• _Supplied records_

• • •

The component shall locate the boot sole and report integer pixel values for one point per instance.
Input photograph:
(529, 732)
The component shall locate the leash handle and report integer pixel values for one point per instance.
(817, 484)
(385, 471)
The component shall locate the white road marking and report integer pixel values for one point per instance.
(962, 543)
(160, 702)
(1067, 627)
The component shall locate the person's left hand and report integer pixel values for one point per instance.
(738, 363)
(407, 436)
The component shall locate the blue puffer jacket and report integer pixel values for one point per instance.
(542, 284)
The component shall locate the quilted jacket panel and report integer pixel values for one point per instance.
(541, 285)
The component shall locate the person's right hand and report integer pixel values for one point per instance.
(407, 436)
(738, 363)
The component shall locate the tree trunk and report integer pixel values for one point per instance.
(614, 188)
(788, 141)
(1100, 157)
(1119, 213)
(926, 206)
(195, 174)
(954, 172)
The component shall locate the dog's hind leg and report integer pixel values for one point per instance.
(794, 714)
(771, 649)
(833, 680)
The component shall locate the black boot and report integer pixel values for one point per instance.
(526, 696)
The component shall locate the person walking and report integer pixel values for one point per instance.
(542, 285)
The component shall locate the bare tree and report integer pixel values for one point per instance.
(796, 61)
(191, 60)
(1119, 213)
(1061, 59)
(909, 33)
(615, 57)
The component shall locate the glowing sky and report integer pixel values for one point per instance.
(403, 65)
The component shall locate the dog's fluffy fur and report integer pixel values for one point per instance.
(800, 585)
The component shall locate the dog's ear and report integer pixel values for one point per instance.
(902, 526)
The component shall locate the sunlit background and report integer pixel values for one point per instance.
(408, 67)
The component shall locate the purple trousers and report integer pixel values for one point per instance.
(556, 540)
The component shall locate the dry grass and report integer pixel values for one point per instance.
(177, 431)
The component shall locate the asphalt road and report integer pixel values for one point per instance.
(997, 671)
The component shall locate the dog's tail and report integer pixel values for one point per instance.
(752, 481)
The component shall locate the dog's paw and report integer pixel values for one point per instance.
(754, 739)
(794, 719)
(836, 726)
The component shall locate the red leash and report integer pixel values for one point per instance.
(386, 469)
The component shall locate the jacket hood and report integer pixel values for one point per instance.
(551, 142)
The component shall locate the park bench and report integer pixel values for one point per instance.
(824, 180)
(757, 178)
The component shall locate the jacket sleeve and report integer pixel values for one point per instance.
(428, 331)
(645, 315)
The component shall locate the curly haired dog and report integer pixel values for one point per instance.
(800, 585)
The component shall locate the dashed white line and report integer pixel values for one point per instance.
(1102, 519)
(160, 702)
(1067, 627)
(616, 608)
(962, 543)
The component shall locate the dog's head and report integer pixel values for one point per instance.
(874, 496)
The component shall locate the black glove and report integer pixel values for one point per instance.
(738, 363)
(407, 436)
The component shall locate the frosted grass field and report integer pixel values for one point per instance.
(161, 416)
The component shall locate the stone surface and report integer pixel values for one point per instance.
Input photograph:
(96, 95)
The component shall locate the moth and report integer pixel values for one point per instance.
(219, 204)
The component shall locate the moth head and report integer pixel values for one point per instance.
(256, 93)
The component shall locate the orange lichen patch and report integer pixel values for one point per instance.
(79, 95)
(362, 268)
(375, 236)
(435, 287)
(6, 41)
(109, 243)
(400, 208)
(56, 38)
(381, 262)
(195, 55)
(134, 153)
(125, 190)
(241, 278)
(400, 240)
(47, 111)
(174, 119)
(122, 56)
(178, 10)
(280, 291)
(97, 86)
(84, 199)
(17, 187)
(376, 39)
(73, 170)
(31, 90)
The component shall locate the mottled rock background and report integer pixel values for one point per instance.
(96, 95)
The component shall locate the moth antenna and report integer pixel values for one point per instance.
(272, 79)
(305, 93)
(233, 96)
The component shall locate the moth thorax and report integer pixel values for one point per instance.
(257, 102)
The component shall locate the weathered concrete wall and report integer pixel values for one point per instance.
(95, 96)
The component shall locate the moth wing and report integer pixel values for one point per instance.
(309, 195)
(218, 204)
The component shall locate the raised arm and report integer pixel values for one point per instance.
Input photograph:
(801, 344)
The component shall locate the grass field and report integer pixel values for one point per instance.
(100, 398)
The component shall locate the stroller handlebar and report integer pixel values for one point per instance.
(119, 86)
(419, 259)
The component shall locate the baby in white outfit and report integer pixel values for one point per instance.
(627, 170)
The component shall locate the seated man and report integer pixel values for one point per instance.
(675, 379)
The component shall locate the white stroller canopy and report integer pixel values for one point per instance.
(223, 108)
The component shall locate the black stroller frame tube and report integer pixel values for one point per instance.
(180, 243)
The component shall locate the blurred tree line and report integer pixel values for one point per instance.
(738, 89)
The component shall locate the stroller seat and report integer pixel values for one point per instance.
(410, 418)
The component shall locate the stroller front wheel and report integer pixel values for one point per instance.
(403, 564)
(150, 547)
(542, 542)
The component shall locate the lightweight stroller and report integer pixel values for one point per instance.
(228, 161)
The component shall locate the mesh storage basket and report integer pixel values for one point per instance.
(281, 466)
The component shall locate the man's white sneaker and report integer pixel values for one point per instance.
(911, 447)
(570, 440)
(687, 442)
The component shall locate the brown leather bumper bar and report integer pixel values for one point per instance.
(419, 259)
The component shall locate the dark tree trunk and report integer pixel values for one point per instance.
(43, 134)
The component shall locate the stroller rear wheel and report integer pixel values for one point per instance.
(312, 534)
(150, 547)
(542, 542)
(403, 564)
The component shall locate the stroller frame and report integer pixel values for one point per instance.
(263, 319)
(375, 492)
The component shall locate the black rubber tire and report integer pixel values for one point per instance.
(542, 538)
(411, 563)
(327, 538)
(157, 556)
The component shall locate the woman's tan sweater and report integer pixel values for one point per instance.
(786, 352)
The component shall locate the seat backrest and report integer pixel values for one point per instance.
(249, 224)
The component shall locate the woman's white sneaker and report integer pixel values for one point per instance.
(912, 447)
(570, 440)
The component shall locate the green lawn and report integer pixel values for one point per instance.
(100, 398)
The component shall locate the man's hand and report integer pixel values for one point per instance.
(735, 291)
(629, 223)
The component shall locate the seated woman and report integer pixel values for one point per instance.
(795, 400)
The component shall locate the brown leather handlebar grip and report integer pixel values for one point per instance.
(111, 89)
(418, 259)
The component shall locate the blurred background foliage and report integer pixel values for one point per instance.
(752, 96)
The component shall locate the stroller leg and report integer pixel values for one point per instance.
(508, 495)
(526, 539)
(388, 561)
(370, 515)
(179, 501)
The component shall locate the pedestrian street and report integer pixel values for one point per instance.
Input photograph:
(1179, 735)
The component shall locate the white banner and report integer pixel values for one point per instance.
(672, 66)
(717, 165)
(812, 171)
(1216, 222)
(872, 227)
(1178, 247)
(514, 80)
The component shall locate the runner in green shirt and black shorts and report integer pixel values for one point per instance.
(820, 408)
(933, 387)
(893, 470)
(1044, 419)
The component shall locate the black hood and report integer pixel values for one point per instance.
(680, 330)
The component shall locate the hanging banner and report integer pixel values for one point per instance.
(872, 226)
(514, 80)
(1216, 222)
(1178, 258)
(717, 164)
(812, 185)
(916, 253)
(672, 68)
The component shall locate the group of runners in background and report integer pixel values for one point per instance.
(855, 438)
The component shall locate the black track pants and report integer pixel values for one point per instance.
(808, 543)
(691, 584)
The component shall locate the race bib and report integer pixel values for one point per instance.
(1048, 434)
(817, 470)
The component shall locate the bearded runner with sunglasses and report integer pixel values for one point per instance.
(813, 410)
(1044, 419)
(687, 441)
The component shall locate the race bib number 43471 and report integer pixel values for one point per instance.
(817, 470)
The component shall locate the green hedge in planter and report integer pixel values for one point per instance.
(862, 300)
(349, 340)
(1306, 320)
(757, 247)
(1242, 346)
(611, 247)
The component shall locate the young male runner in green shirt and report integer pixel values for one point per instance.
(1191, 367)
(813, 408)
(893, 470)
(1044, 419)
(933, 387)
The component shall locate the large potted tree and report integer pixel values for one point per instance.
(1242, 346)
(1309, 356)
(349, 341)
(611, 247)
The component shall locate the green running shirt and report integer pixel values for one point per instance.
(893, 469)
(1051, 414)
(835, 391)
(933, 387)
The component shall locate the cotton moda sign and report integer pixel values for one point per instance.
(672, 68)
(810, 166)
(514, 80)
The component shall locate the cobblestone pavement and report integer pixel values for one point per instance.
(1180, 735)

• • •

• _Stated task_
Using the material above, reproduce exactly the line that contains "The component shall locate the race bib and" and all lines after it through the last one, and only those.

• _Solution to the exercise_
The component shall locate the race bib and report integer pixel values for one point per instance.
(1048, 434)
(817, 470)
The component shall locate the bearded runner with sunglasses and report integer pixel values for one point per instance.
(813, 410)
(1044, 419)
(687, 441)
The component shall locate the race bib number 43471 and report integer pixel values for one point per instance.
(817, 470)
The component shall locate the green hedge in planter and report integer pixel values for one point per instance.
(862, 300)
(349, 340)
(1306, 320)
(757, 247)
(1242, 346)
(611, 247)
The component shall locate the young male runner in green shirt and report integer pixel values for one point per instance.
(1191, 367)
(813, 408)
(893, 470)
(1044, 419)
(933, 387)
The component shall locate the large potted tree and report integer pixel values for one point per instance.
(1242, 346)
(1309, 356)
(349, 341)
(611, 247)
The component shall locate the green running shirt and report integer pixel values for one point per instance.
(893, 469)
(1051, 414)
(835, 391)
(933, 387)
The component shall locate the cotton moda sign and report integer pixel values for one point per instance.
(672, 68)
(810, 166)
(514, 80)
The component shall locate the cobblestone pavement and report integer pixel values for one point per instance.
(1180, 735)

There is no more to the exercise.